Segmentation mask data
^^^^^^^^

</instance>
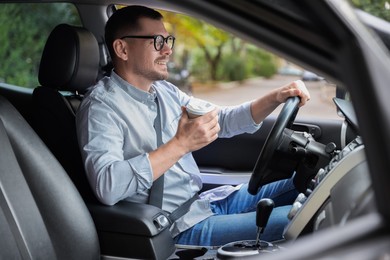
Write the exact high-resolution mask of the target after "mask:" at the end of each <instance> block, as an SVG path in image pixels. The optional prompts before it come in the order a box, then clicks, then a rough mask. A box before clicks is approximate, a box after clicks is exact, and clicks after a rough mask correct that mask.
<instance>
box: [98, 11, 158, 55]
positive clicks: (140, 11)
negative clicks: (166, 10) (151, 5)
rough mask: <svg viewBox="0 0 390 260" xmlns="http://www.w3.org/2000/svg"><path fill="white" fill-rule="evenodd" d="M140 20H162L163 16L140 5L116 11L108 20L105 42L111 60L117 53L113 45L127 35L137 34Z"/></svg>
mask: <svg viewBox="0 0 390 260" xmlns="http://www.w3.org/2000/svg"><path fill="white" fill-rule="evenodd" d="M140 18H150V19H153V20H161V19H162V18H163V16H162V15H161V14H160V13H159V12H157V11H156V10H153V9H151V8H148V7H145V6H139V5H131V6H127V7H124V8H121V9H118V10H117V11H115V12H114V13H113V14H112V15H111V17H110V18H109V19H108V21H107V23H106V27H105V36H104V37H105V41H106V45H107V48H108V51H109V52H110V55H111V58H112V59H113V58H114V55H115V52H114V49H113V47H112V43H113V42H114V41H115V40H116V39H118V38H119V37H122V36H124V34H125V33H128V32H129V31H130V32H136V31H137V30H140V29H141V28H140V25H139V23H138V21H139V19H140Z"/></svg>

^^^^^^^^

*Problem to solve*:
Extract every line of the listing above verbatim, leaving out the pictures.

*Result below*:
</instance>
Write the exact high-resolution mask of the target after "mask:" at the end of each <instance> block, as an SVG path in image pixels. The optional prompts before it come in the order a box, then clicks, then a rough mask. A box before clicks is approximate, a box after clicks is exact, and clicks after a rough mask correct that mask.
<instance>
box: [98, 11, 158, 55]
positive clicks: (140, 11)
negative clicks: (166, 10) (151, 5)
rough mask: <svg viewBox="0 0 390 260" xmlns="http://www.w3.org/2000/svg"><path fill="white" fill-rule="evenodd" d="M140 20H162L163 16L140 5L116 11L108 20L105 42L111 60L117 53L113 45L127 35L137 34Z"/></svg>
mask: <svg viewBox="0 0 390 260" xmlns="http://www.w3.org/2000/svg"><path fill="white" fill-rule="evenodd" d="M140 18H150V19H153V20H161V19H162V18H163V16H162V15H161V14H160V13H159V12H157V11H156V10H153V9H151V8H148V7H145V6H139V5H131V6H127V7H124V8H121V9H118V10H117V11H115V12H114V13H113V14H112V15H111V17H110V18H109V19H108V21H107V23H106V27H105V36H104V37H105V41H106V45H107V48H108V51H109V52H110V55H111V58H112V59H113V58H114V55H115V52H114V49H113V47H112V43H113V42H114V41H115V40H116V39H118V38H119V37H122V36H124V34H125V33H128V32H129V31H130V32H136V31H137V30H140V29H141V28H140V25H139V23H138V21H139V19H140Z"/></svg>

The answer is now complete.